Institute for Science and Society

Climate Change as a Complex Social Issue

From Greenhouse Effect to Climategate

Public debates about climate change have been characterised by slow periods of consensus and concern but also by sudden peaks in attention and controversy. In recent decades, the public debate surrounding man-made climate change has evolved from climate scientists' warnings about the 'greenhouse effect' and the rise in media attention to this complex problem in the 1980s and 1990s to public distrust sparked by 'climategate' in 2009.

CSET Building

This multiple complexity makes climate change not only a fascinating case for research into the relation between science and society, the dynamics of communication, the emergence and development of protest movements, but also for a systematic, comparative study of the dynamics of social change and human responses to social change.

  • What brings about these patterns of interest and engagement or else doubt and denial in relation to climate change?
  • Who are the social actors that cause them?
  • What is the role of language (and especially of metaphor)? 
  • What are the social representations surrounding climate change and how are they formed? 
  • How do social actors respond to these representations? 
  • How are all these factors interlinked?
  • And what role do social and technological networks play in this process?

Drawing upon theory from sociology, linguistics and social psychology, researchers from the UK and the Netherlands explore these questions in an ESRC/ORA-funded multi-methodological project dealing with climate change as a complex social issue.

[Records from a data collection]
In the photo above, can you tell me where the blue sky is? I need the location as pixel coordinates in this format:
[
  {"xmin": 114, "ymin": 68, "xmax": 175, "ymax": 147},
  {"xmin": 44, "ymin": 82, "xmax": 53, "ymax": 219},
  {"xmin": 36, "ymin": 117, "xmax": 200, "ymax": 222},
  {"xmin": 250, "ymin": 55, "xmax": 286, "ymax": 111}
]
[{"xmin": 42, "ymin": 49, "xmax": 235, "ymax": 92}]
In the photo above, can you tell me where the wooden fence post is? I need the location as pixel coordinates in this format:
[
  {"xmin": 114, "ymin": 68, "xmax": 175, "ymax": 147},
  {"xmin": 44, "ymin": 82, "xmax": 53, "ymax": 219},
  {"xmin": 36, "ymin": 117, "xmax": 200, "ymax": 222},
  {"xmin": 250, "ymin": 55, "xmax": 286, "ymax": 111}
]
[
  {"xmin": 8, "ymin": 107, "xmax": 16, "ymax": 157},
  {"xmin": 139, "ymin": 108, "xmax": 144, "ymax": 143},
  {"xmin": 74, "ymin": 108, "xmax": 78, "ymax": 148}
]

...

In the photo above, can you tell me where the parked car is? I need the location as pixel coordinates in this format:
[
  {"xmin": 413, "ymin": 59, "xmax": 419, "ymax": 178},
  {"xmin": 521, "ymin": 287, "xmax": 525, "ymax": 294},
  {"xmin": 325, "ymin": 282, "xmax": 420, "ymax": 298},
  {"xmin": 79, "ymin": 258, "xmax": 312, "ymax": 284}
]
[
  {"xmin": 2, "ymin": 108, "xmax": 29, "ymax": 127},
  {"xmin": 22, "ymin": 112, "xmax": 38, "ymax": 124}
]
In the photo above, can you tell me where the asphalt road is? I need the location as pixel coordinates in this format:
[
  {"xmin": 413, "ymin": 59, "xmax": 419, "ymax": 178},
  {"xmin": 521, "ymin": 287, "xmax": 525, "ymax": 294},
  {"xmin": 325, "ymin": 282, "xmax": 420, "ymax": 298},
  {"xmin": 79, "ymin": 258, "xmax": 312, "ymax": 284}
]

> [TO BE DONE]
Carry on the passage about climate change as a complex social issue, picking up right after its final sentence.

> [REPLY]
The project comprised four work packages including various studies:

  • WP1: Longitudinal analysis
    Study 1: US/UK press coverage, 2000-2009; linguistic patterns; similiarities and differences between two nations speaking a common language; using multi-dimensional scaling and interterm interval analysis; search term: carbon
  • WP2: Actors, domains and organizations
  • WP3: Namings, framings and metaphors
    Study 1: Media representations of climate change in the 1988 British Press
  • WP4: Spread of concepts (over time) and resonance (across discourses) on the Web

Research outputs

View a list of publications related to the project.

Relevant literature

View literature on climate change, media and communication.

Related projects

Find out more information on current related projects.

Series funded by:

Project funded by ESRC Open Research Area Scheme in collaboration with the Netherlands Organisation for Scientific Research.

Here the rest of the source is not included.